Assignment
With nothing added or left out, output the listing that follows.

- - -

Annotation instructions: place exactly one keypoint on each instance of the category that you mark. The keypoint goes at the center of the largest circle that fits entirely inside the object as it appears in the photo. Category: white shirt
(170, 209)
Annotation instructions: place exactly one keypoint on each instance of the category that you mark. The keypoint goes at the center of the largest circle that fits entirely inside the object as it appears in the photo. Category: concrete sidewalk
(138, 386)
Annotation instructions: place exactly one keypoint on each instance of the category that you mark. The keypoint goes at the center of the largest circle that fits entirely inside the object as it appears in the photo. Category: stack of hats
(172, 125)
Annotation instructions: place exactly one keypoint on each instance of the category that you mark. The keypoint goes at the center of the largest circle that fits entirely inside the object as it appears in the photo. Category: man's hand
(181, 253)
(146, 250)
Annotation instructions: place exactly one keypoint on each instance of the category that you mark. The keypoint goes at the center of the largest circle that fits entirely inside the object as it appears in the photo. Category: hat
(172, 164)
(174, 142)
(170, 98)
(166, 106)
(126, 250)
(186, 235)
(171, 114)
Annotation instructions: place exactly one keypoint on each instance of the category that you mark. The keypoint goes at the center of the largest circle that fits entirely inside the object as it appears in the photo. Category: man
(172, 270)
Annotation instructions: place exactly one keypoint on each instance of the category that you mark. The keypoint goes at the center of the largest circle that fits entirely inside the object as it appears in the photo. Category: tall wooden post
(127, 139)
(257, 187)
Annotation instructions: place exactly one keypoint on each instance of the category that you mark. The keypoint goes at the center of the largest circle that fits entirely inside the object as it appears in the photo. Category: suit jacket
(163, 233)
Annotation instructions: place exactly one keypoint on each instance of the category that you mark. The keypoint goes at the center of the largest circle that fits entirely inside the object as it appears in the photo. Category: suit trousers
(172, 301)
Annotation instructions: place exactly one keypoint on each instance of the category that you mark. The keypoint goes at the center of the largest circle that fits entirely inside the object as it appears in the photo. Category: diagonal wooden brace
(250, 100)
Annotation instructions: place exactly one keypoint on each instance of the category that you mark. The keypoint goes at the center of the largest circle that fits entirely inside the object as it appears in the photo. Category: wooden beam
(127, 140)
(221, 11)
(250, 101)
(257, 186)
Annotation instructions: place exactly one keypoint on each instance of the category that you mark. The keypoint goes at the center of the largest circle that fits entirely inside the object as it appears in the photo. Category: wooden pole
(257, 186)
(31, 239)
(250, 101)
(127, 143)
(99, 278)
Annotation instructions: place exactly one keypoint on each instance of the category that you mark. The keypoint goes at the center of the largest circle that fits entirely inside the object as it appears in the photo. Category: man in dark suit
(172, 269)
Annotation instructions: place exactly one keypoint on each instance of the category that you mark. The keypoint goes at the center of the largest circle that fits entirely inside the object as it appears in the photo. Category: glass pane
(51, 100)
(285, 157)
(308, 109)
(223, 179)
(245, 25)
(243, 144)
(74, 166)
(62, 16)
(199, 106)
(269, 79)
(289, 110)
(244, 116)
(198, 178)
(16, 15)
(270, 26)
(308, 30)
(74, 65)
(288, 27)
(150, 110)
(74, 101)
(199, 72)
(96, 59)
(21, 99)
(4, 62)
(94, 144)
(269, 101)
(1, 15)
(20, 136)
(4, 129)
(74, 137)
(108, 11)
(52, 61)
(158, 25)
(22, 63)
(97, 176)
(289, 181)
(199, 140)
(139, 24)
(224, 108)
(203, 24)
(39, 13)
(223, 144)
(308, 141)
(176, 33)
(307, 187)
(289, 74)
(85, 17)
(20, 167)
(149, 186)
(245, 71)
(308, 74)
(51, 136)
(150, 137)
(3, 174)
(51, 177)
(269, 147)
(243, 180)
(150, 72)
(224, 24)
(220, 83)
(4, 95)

- - -

Task answer
Annotation instructions: place exactly one keypoint on each instance of the category that you mark. The keypoint goes at the center of the largest circle that fits entirely inside the object as it appears in the photo. Category: white shirt
(170, 209)
Annotation instructions: place exactly one keypoint on each instance of the category that you mark. The keypoint goes at the center of the largest circle that fits entirely inside the object as it appears in the photo. Category: concrete sidewalk
(138, 386)
Annotation instructions: place exactly one keypoint on each instance of the category that you mark. The keypoint goes at the center of the largest circle that fits entirely inside the object as it appears in the photo. Category: stack of hats
(172, 125)
Annotation instructions: place exactly one keypoint on each instance of the category that you mark. The keypoint goes at the center of the largest circle that fits entirely inside the object as it appears in the photo. Category: man's hand
(181, 253)
(146, 250)
Annotation instructions: place exactly one keypoint on each instance of the category that you mark. The keypoint goes at the center of the largest circle that fits entirely inside the object as it appears in the photo. Category: hat
(172, 164)
(174, 142)
(170, 98)
(166, 106)
(126, 250)
(186, 235)
(171, 114)
Annotation instructions: place exactly one keypoint on each instance of the category that you mark. The keypoint goes at the center of the largest circle that fits entirely inside the object as it appears in the photo. Category: man
(172, 270)
Annotation instructions: place exactly one keypoint on each instance of the category that you mark. The keypoint goes at the center of the largest circle that fits entirely inside the object as it appears in the photo. Category: tall wooden post
(127, 139)
(257, 187)
Annotation instructions: place exactly one keypoint on each instance of the category that you mark. The keypoint goes at the center of the largest circle that fits entirely inside the object as it appears in the photo. Category: suit jacket
(163, 233)
Annotation instructions: place exactly one keypoint on each instance of the category that you mark. The keypoint goes at the center of the largest circle that fits entirely inside the object as it appears in the photo. Category: suit trousers
(172, 301)
Annotation instructions: place exactly one keypoint on each instance of the category that you mark. The keypoint goes at the center of the largest circle that fits entirely inside the object as it appears in the photo. Category: diagonal wooden brace
(250, 100)
Annotation instructions: place exactly one keypoint on each instance of the category that you mark. The keypoint goes at the center of the largest circle that fits entirely inside the object as it appears in the photo. Category: wooden beam
(127, 140)
(221, 11)
(250, 101)
(257, 186)
Annotation instructions: place exactly one keypoint on each instance of the category that you mark. The keypoint goes at the center of the largest circle that fits entirely inside the object as it appears in the photo. Category: wooden pole
(257, 186)
(31, 239)
(250, 101)
(127, 143)
(99, 278)
Annotation instructions: place exactly one keypoint on each instance of the category that you mark. The keypoint goes at the center of the largest circle that fits entirely inside the object as it appears in the photo. Category: man in dark suit
(172, 269)
Annotation instructions: place exactly one keypoint on each instance of the category that you mark. The keypoint goes at the center of the largest circle that fits entirely inside the object as it appears in the photo. Category: glass pane
(51, 100)
(285, 157)
(308, 109)
(223, 179)
(245, 25)
(243, 144)
(74, 166)
(62, 16)
(199, 106)
(269, 79)
(289, 110)
(244, 116)
(198, 178)
(16, 15)
(270, 26)
(308, 30)
(74, 65)
(288, 27)
(150, 110)
(74, 101)
(199, 72)
(96, 59)
(21, 99)
(4, 62)
(94, 144)
(269, 101)
(1, 15)
(20, 136)
(4, 129)
(74, 137)
(108, 11)
(52, 61)
(158, 25)
(22, 63)
(97, 176)
(289, 181)
(199, 140)
(139, 24)
(224, 108)
(203, 24)
(39, 13)
(223, 144)
(308, 141)
(176, 33)
(307, 187)
(289, 74)
(85, 17)
(20, 167)
(149, 186)
(245, 71)
(308, 74)
(51, 136)
(150, 137)
(3, 174)
(51, 177)
(269, 147)
(243, 180)
(150, 72)
(224, 24)
(220, 83)
(4, 95)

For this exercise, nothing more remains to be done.